╭─ Text excerpt
It’s quite possible your client’s resellers, or various ad publications are linking directly to your own hosted copy of that image and generating that bandwidth traffic. While it does probably indirectly benefit your client ( unless they’re marketing other listings with that image ), it’s still an unwarranted expense.

Keep going with your optimization work; but a few things-

  1. Check any Webflow RSS feeds you’re publishing and promoting, and see if you can find those high-traffic image URLs with them.
  2. After optimization, watch your bandwidth reports ( filter to today only ) to see if those larger JPEGs disappear. If not, something’s still accessing them and it’s not your own HTML.

If you continue to run into problems here, look me up. Optimization is crucial but in some cases it’s not enough if you’re also getting traffic from off-site sources. I setup web application firewalls that can let you see where your HTML traffic is originating, and block it. Assets are trickier but if you’re using RSS, we can protect your bandwidth by proxying that, monitoring traffic, modifying the image URLs and caching the assets.

Coincidentally, I know of another auto-industry database that had to completely block AI bots like Claude because it was generating far too much traffic and actually affecting their server performance and bandwidth costs ( not on Webflow ). So maybe bots are extra aggressive on certain site types.
╰─
╭─ Data for analysis
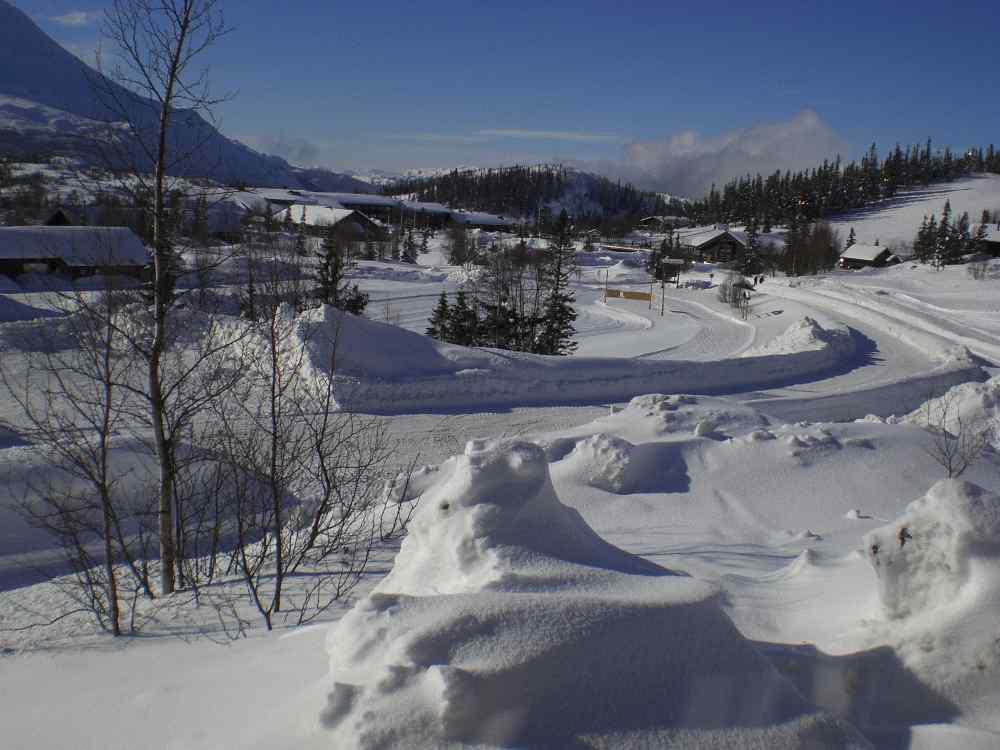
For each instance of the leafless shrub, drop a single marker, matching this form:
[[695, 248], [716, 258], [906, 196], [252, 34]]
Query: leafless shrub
[[957, 441]]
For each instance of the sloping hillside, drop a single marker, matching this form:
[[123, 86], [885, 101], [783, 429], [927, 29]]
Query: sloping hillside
[[49, 103]]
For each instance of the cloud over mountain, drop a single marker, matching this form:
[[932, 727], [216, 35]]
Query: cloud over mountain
[[688, 163]]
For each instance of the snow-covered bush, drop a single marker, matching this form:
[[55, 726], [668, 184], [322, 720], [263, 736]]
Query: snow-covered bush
[[925, 557]]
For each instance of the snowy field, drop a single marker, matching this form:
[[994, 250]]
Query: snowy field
[[764, 556]]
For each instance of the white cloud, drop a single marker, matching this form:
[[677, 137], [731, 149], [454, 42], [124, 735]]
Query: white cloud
[[492, 135], [689, 163], [552, 135], [76, 18]]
╰─
Apply what you read:
**A.** Answer these questions about the post on image bandwidth costs:
(i) How should the bandwidth reports be filtered after optimization?
(ii) What does the writer set up to show where HTML traffic originates?
(iii) According to the final paragraph, what did the traffic on the other auto-industry database affect?
**B.** Turn the paragraph of the image bandwidth post that begins "If you continue to run into problems here" into a short bulleted list that keeps its main facts.
**C.** Carry on writing the post about image bandwidth costs, starting after its last sentence.

Responses to the tasks:
**A.**
(i) To today only.
(ii) Web application firewalls.
(iii) Server performance and bandwidth costs.

**B.**
- Contact the writer if problems continue.
- Optimization is crucial, but it may not be enough when traffic comes from off-site sources.
- The writer sets up web application firewalls that show where HTML traffic originates and can block it.
- Assets are trickier. With RSS, bandwidth can be protected by proxying the feed, monitoring traffic, modifying image URLs and caching the assets.

**C.**
Thanks again!

I will show this to my client. We’ve started working with an online marketing agency doing SEO recently, and they’ve starting installing analytics tools and have some good developers that have already gave some good insights and tweaks. I’ll ask them if they can see anything in the data (I can enter but don’t know how to interpret it) and I might come back to you after talking to them, thanks for the offer. Indeed it’s possible that in automotive a lot of bots are at work (it’s indeed a very competitive scene…).

I just checked the bandwidth usage and the curve is flattening a lot, so that’s good news. Still a couple large JPEGs loaded today, but have to see if they might ‘ve skipped the optimization since there were a few dropouts, but nothing serious. So getting more optimistic, apart from the possible leeching.